*INSTRUCTION*
Return every one of the lines below unchanged, word for word.

*RECORDS FOR PROCESSING*
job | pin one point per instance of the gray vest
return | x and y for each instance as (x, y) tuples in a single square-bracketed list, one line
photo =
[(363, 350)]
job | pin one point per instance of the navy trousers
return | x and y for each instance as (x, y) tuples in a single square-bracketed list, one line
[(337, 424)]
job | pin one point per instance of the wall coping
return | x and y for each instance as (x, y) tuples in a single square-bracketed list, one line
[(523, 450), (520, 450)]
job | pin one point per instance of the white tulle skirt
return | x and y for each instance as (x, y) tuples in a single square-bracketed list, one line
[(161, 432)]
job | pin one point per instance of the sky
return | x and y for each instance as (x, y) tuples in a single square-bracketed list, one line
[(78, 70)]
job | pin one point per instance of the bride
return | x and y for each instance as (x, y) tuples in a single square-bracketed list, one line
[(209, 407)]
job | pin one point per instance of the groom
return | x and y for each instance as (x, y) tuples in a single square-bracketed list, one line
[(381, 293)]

*WRITTEN REPLY*
job | pin one point per instance of the gray vest
return | x and y for each instance as (x, y) tuples in a single square-bracketed list, one line
photo =
[(363, 350)]
job | pin one point per instance of the navy trousers
return | x and y for each instance as (x, y) tuples in a single square-bracketed list, one line
[(337, 424)]
job | pin one point per instance of the wall coping
return | x and y for each instance as (x, y) tuples in a single square-bracketed list, one line
[(523, 450), (520, 450)]
job | pin one point per instance of the white tulle skirt
return | x and y for each instance as (x, y) tuples in a single square-bracketed list, one line
[(161, 432)]
job | pin one point per instance of the sky
return | x and y for each instance as (x, y) tuples in a single square-bracketed list, one line
[(78, 70)]
job | pin one point per instance of the bride
return | x and y for each instance as (x, y) tuples in a single square-bracketed list, one line
[(209, 407)]
job | pin one point per instance of the groom
return | x and y for each instance as (x, y) tuples in a single square-bracketed list, one line
[(381, 293)]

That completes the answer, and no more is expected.